(出題内容 1): TOBについての文章に基づき、この制度の狙いを答えよ。
(出題内容 2): TOBについての文章のうち、「Entrance for Studies」から始めて「売却機会を与えることにある。」まで続く部分を一字も変えずに書き写せ。

Entrance for Studies in Finance

takeover bid, TOB


TOBとは(概論)
 TOB(takeover bid株式公開買い付け制度)とは(一定条件のもとに株式を購入する場合、公開買付制度(TOB)に依らねばならないという制度のことである。
 国により規制には違いがあり、日本の場合は①60日以内10名以上―多数の者から買付後5%以上 あるいは②60日以内10名以内-少数の者から買付後3分の1以上)、上場会社について株式を取得する場合、TOBによらなければならなければならないというもの(5%未満については適用除外)。具体的には買い取る株式の購入価格、買い取る株数を公表し、条件に同意した株主から取引所外で株式を公平に購入するというもの。狙いは、情報の公開と株主に平等な売却機会を与えることにある。
 TOB制度の概要 平成18年2006年の見直し内容
 公開買付制度・大量保有報告制度の現状(金融庁) 2023/08現在
TOBという表現はどうも日本的であるようだ。英文でもtakeover bidよりは、public tender offerという表現がなじむようだ。
 公開買い付け制度については、さまざまな論点がある。従来は経営者の同意を得ないで買収を進める敵対的企業買収の手段として注目されていたが、最近では経営者自身が買収者となるMBO(経営陣による買収)の手段としても注目されている。
 なお直近であるが、経済産業省で「公正な買収の在り方に関する研究会」が進められている。そこでは主として買収の進展や買収者の実態を被買収企業が早くかつ正確に把握できるように、大量報告制度などの充実が論点になっているように思われる。これまでどちらかというと市場参加者だけを見たロジックに加えて、買収される企業の立場から公正な買収は何かと言う問題を提起しているように考えられる。
 公正な買収の在り方に関する研究会第1回事務局作成資料2022/11/18
 公正な買収の在り方に関する研究会第3回事務局作成資料2022/12/26

買い付け価格決定をめぐる議論
 買い付け価格をどう決定するかは大きな問題だが、敵対的企業買収では、その水準が上がり勝ちである。これに対してMBOでは、買い付け価格の水準が低いこともある(業績予想を操作して買付価格を引き下げる手法が知られる)。またMBOに対して、買収ファンドが対抗して競合するケースもある(競合した場合、誰を買収者として選ぶかの判断権限は経営陣、取締役会にある。提示価格が高い方を選ぶことが株主からの受託者責任を果たしたことになるとする議論がある)。

(データ抜粋):
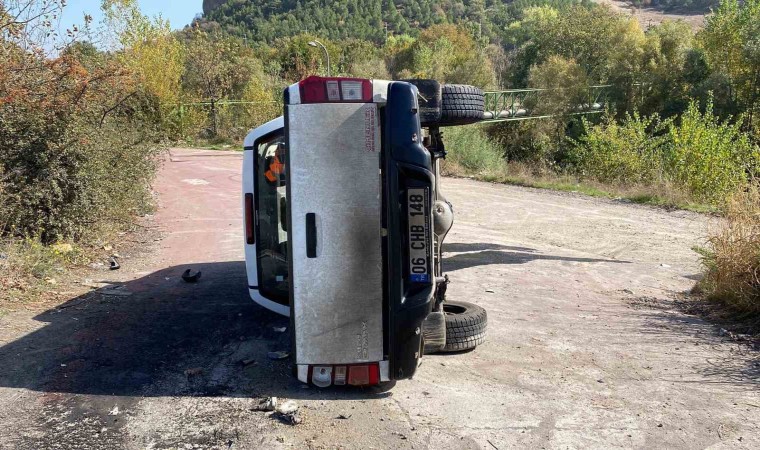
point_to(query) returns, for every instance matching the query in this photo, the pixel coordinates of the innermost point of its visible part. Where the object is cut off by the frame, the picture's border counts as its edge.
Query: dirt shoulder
(586, 347)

(解答全文 1): 情報の公開と、株主に平等な売却機会を与えることである。

(解答全文 2):
Entrance for Studies in Finance

takeover bid, TOB


TOBとは(概論)
 TOB(takeover bid株式公開買い付け制度)とは(一定条件のもとに株式を購入する場合、公開買付制度(TOB)に依らねばならないという制度のことである。
 国により規制には違いがあり、日本の場合は①60日以内10名以上―多数の者から買付後5%以上 あるいは②60日以内10名以内-少数の者から買付後3分の1以上)、上場会社について株式を取得する場合、TOBによらなければならなければならないというもの(5%未満については適用除外)。具体的には買い取る株式の購入価格、買い取る株数を公表し、条件に同意した株主から取引所外で株式を公平に購入するというもの。狙いは、情報の公開と株主に平等な売却機会を与えることにある。